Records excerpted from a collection
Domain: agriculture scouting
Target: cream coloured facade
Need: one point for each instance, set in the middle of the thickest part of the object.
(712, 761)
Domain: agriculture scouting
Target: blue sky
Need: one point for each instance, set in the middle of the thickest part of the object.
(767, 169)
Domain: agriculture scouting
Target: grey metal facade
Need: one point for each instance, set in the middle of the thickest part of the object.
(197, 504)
--
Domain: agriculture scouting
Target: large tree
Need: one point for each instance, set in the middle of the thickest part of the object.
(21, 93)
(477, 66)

*Aim of the exercise*: Your task is to find each line in the entries that contains the string "Target" and copy it.

*Problem solution*:
Target: cream coloured facade
Target: blue sky
Target: grey metal facade
Target: large tree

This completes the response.